Richiesta
Stampa, per favore, tutte le righe qui sotto senza cambiare nulla.

━━━━━ Righe mostrate

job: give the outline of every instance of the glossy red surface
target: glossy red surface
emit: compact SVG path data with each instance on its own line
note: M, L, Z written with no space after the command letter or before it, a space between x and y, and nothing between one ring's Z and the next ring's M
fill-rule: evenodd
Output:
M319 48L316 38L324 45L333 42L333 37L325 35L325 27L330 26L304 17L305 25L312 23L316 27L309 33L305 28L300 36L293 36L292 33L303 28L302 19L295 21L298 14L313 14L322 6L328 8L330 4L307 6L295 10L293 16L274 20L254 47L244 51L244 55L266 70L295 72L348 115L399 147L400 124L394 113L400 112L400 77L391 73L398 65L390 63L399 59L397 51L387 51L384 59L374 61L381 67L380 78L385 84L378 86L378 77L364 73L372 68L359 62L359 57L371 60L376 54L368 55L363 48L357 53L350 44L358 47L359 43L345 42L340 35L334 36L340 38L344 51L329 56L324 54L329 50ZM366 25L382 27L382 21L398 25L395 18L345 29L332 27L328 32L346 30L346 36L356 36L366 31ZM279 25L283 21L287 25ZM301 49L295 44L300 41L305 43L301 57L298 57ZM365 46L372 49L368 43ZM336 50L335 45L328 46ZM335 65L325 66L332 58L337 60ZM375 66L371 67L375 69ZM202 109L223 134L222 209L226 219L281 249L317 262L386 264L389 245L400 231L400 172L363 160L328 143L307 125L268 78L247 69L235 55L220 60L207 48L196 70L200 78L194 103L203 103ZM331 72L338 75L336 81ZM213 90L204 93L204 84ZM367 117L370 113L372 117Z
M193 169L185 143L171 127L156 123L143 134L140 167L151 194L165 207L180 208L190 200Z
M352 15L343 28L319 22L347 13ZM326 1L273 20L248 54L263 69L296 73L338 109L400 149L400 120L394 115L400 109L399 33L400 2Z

━━━━━━━━━━

Risposta attesa
job: give the outline of every instance of the glossy red surface
target: glossy red surface
emit: compact SVG path data with each instance on its own line
note: M, L, Z written with no space after the command letter or before it, a space between x and y, and nothing between one ring's Z and the next ring's M
fill-rule: evenodd
Output:
M319 48L316 38L324 45L333 42L333 37L325 35L325 27L330 26L304 17L305 25L312 23L316 27L309 33L305 28L300 36L293 36L292 33L303 28L302 19L295 21L298 14L313 14L322 6L328 8L330 4L307 6L295 10L293 16L274 20L254 47L244 51L244 55L266 70L295 72L348 115L399 147L400 124L394 113L400 112L400 77L391 73L398 65L390 63L399 59L397 51L387 51L384 59L374 61L381 67L380 78L385 84L378 86L378 77L364 73L372 68L359 62L359 57L371 60L376 54L368 55L363 48L357 53L350 44L358 47L359 43L345 42L340 35L334 36L340 38L344 51L329 56L324 54L329 50ZM366 25L382 27L382 21L398 25L395 18L345 29L332 27L328 32L346 30L346 36L356 36L366 31ZM279 25L283 21L287 25ZM301 49L295 44L300 41L305 43L301 57L298 57ZM365 46L372 49L368 43ZM336 50L335 45L328 46ZM335 65L325 66L332 58L337 60ZM375 66L371 67L375 69ZM202 109L223 134L222 209L226 219L281 249L317 262L386 264L389 245L400 231L400 172L363 160L328 143L307 125L268 78L247 69L235 55L220 60L207 48L196 70L200 78L194 103L203 103ZM331 72L338 75L336 81ZM213 90L204 93L204 84ZM367 117L370 113L372 117Z
M193 169L185 143L171 127L156 123L143 134L140 167L151 194L165 207L180 208L190 200Z
M352 15L343 28L319 22L347 13ZM326 1L273 20L248 54L263 69L296 73L338 109L400 149L400 120L394 115L400 109L399 33L400 2Z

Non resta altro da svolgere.